• [Text]:
==*==
TerraLab stores configuration in:
~/.terralab_config.json
Key Settings:
{
  "raster_path": "/path/to/dem/tiles/",
  "horizon_quality": 20,
  "last_location_lat": 41.3874,
  "last_location_lon": 2.1686,
  "bortle_manual": 4,
  "auto_bortle": true,
  "copernicus_api_key": "your-api-key",
  "copernicus_api_url": "https://cds.climate.copernicus.eu/api"
}
API:
  • get_config_value(key, default)
  • set_config_value(key, value)
==*==
• [Data excerpts]:
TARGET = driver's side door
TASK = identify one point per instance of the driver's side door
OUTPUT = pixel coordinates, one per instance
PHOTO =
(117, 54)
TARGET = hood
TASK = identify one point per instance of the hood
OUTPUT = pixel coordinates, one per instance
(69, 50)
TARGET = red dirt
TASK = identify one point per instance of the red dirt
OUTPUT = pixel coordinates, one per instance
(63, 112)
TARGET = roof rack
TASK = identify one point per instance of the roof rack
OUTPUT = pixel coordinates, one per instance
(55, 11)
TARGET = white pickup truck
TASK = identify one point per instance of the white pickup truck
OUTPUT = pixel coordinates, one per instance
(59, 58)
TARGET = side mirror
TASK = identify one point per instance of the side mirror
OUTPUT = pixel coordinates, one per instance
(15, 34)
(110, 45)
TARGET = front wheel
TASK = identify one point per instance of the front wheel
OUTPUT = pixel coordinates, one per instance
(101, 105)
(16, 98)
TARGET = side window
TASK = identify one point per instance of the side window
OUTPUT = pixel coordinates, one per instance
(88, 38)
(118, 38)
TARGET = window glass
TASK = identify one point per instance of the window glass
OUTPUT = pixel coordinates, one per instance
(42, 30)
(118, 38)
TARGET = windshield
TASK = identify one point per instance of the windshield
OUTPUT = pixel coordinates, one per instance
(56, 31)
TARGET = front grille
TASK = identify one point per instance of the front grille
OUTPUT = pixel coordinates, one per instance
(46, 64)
==*==
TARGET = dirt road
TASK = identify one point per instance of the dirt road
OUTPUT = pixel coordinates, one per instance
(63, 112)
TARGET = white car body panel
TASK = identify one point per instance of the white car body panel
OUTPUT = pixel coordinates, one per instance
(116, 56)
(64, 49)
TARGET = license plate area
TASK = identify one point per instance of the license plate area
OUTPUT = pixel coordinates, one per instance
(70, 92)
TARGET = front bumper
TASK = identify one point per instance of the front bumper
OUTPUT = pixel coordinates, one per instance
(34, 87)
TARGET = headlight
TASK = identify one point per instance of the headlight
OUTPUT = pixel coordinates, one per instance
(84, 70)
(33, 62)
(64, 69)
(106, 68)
==*==
• [Stated exercise 1]: List every setting name shown under "Key Settings" in the TerraLab configuration text.
• [Stated exercise 2]: According to the TerraLab configuration text, in which file does TerraLab store its configuration?

• [Correct output 1]: raster_path, horizon_quality, last_location_lat, last_location_lon, bortle_manual, auto_bortle, copernicus_api_key, copernicus_api_url

• [Correct output 2]: ~/.terralab_config.json